**** Available records

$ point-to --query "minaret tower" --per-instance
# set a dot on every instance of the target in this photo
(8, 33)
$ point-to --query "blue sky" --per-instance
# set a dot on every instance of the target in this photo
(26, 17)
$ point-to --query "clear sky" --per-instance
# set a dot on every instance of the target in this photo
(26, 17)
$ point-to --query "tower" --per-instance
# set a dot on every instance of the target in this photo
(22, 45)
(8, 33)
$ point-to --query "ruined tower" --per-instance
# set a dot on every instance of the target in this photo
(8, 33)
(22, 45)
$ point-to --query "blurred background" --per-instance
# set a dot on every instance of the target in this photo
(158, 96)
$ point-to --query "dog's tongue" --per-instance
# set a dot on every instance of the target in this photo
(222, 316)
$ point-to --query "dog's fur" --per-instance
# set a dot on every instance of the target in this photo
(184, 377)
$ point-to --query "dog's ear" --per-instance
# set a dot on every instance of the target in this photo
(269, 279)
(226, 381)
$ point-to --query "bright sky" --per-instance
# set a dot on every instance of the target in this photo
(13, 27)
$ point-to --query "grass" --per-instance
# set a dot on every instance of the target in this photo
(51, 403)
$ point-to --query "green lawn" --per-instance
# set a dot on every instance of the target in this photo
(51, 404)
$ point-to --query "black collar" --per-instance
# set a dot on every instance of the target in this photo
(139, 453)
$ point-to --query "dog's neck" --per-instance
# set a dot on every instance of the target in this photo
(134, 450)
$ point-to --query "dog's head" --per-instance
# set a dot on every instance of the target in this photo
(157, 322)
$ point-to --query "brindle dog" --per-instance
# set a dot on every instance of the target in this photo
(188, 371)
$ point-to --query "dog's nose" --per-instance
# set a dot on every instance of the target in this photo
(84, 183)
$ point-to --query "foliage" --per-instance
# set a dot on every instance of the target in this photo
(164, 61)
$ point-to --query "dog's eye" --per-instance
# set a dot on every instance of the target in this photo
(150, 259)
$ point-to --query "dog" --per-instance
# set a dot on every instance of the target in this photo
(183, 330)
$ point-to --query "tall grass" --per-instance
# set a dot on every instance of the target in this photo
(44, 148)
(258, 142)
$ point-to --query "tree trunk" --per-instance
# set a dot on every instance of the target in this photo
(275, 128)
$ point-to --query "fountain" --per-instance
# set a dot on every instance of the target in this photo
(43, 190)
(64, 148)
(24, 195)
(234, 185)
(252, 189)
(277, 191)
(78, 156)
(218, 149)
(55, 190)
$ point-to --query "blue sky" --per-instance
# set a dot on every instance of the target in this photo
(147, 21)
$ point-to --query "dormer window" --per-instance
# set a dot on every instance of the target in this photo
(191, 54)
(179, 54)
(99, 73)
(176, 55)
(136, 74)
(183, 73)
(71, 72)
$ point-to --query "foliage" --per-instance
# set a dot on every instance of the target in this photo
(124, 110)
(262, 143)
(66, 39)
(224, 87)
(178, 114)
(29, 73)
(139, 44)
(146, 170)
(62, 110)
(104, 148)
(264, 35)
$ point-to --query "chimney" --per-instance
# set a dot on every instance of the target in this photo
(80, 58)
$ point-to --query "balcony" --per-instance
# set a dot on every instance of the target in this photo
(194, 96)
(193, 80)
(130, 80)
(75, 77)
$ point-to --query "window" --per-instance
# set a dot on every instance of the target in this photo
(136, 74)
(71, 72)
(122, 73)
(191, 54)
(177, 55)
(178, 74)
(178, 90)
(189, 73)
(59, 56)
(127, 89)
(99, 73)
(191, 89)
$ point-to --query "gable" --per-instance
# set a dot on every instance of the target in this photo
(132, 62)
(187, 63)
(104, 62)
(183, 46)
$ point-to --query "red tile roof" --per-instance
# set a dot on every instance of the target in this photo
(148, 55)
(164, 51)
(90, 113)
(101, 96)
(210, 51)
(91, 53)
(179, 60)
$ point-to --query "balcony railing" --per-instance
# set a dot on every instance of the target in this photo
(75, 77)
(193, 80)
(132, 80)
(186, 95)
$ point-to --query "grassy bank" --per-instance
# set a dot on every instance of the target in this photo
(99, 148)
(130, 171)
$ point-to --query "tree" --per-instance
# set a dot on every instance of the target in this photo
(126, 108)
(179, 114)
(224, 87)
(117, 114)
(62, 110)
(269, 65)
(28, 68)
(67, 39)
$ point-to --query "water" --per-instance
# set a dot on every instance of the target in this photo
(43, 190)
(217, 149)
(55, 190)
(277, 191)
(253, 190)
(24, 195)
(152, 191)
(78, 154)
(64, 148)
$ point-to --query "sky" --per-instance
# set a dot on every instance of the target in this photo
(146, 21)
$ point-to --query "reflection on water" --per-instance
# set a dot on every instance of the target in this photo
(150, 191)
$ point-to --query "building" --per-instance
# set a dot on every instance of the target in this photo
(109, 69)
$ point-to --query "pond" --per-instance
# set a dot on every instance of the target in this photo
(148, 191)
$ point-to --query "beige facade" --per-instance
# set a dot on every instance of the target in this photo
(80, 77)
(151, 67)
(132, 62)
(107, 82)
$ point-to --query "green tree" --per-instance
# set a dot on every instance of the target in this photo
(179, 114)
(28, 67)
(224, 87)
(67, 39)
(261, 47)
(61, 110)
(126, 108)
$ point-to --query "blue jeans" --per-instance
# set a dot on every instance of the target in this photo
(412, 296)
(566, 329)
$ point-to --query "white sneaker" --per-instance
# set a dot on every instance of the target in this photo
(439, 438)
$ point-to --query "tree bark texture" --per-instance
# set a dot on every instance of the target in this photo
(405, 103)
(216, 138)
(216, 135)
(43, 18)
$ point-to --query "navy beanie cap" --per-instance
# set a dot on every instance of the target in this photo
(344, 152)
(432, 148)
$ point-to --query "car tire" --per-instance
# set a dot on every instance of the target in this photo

********

— Required task —
Write out the material from the first line to the last, exactly.

— Solution to this problem —
$ point-to --query "minaret tower" --per-instance
# set a dot on every instance of the target in this photo
(8, 33)
$ point-to --query "blue sky" --per-instance
# set a dot on every instance of the target in this photo
(26, 17)
$ point-to --query "clear sky" --per-instance
# set a dot on every instance of the target in this photo
(26, 17)
$ point-to --query "tower" --per-instance
# set a dot on every instance of the target in this photo
(22, 45)
(8, 33)
$ point-to --query "ruined tower" --per-instance
# set a dot on every instance of the target in this photo
(8, 33)
(22, 45)
$ point-to --query "blurred background" --per-instance
# set a dot on every instance of the target in this photo
(158, 96)
$ point-to --query "dog's tongue" --per-instance
# set a dot on every instance of the target in this photo
(222, 316)
$ point-to --query "dog's fur" --per-instance
# set a dot on every instance of the target in this photo
(184, 377)
$ point-to --query "dog's ear" --per-instance
# set a dot on every instance of the target in this photo
(269, 279)
(226, 381)
$ point-to --query "bright sky" --per-instance
# set a dot on every instance of the target in this photo
(13, 27)
$ point-to --query "grass" --per-instance
# set a dot on every instance of the target in this photo
(51, 403)
$ point-to --query "green lawn" --per-instance
# set a dot on every instance of the target in this photo
(51, 404)
$ point-to --query "black collar" --per-instance
# set a dot on every instance of the target in this photo
(139, 453)
$ point-to --query "dog's neck" --per-instance
# set a dot on every instance of the target in this photo
(134, 450)
$ point-to --query "dog's head" --per-instance
# set a dot on every instance of the target in this photo
(157, 322)
$ point-to --query "brindle dog" --per-instance
# set a dot on every instance of the target in this photo
(188, 371)
$ point-to --query "dog's nose" --per-instance
# set a dot on every instance of the target in this photo
(84, 183)
$ point-to --query "foliage" --per-instance
# set a dot on every instance of the target in this photo
(164, 61)
$ point-to --query "dog's eye" --per-instance
# set a dot on every instance of the target in this photo
(150, 259)
$ point-to --query "dog" --per-instance
# set a dot on every instance of the target in this photo
(183, 330)
$ point-to --query "tall grass" --per-instance
# set a dot on every instance of the target in this photo
(44, 148)
(258, 142)
$ point-to --query "tree trunk" --per-instance
# set a dot on every instance of the target in this photo
(275, 128)
$ point-to --query "fountain" --per-instance
# set a dot on every instance of the target in this photo
(43, 190)
(64, 148)
(24, 195)
(234, 185)
(252, 189)
(277, 191)
(78, 156)
(218, 149)
(55, 190)
$ point-to --query "blue sky" --per-instance
# set a dot on every instance of the target in this photo
(147, 21)
$ point-to --query "dormer window" --per-instance
# set a dot on every instance of the target in this photo
(191, 54)
(179, 54)
(99, 73)
(176, 55)
(136, 74)
(183, 73)
(71, 72)
$ point-to --query "foliage" --per-instance
# set a dot on every instance of the target in this photo
(124, 110)
(262, 143)
(66, 39)
(224, 87)
(178, 114)
(29, 73)
(139, 44)
(146, 170)
(62, 110)
(104, 148)
(264, 35)
$ point-to --query "chimney" --per-instance
# set a dot on every instance of the target in this photo
(80, 58)
$ point-to --query "balcony" --per-instance
# set a dot on every instance of the target in this photo
(194, 96)
(193, 80)
(130, 80)
(75, 77)
$ point-to --query "window" --per-instance
# set a dot on every instance of the target in this photo
(136, 74)
(71, 72)
(122, 73)
(191, 54)
(177, 55)
(178, 74)
(178, 90)
(189, 73)
(59, 56)
(127, 89)
(99, 73)
(191, 89)
$ point-to --query "gable" --per-instance
# set a dot on every instance of the target in this photo
(132, 62)
(187, 63)
(104, 62)
(183, 46)
$ point-to --query "red tile roof" --per-instance
# set a dot on every instance of the target in this photo
(148, 55)
(164, 51)
(90, 113)
(101, 96)
(210, 51)
(91, 53)
(179, 60)
$ point-to --query "balcony railing" --per-instance
# set a dot on every instance of the target in this photo
(75, 77)
(193, 80)
(132, 80)
(186, 95)
$ point-to --query "grassy bank" --per-instance
# set a dot on every instance of the target in this photo
(99, 148)
(130, 171)
$ point-to --query "tree" --per-instance
# set a dot on every instance of the target in this photo
(126, 108)
(179, 114)
(224, 87)
(117, 114)
(62, 110)
(269, 65)
(28, 68)
(67, 39)
$ point-to --query "water" --per-instance
# set a dot on every instance of the target in this photo
(43, 190)
(217, 149)
(55, 190)
(277, 191)
(253, 190)
(24, 195)
(152, 191)
(78, 154)
(64, 148)
$ point-to --query "sky" --per-instance
# set a dot on every instance of the target in this photo
(146, 21)
$ point-to --query "reflection on water" --per-instance
# set a dot on every instance of the target in this photo
(150, 191)
$ point-to --query "building" --per-instance
# set a dot on every instance of the target in this photo
(109, 69)
$ point-to --query "pond" --per-instance
# set a dot on every instance of the target in this photo
(148, 191)
$ point-to --query "beige facade" --per-instance
# set a dot on every instance of the target in this photo
(80, 77)
(151, 67)
(132, 62)
(107, 82)
$ point-to --query "green tree" --per-instance
# set a dot on every instance of the target in this photo
(179, 114)
(28, 67)
(224, 87)
(67, 39)
(261, 47)
(61, 110)
(126, 108)
$ point-to --query "blue jeans" --per-instance
# set a dot on every instance of the target in this photo
(412, 296)
(566, 329)
$ point-to --query "white sneaker" --per-instance
# set a dot on every instance of the target in this photo
(439, 438)
$ point-to --query "tree bark texture" --per-instance
# set a dot on every instance of the target in this photo
(405, 103)
(216, 138)
(216, 135)
(43, 18)
$ point-to --query "navy beanie cap" --per-instance
# set a dot on every instance of the target in this photo
(344, 152)
(432, 148)
$ point-to --query "car tire" --per-instance
# set a dot on every instance of the target in this photo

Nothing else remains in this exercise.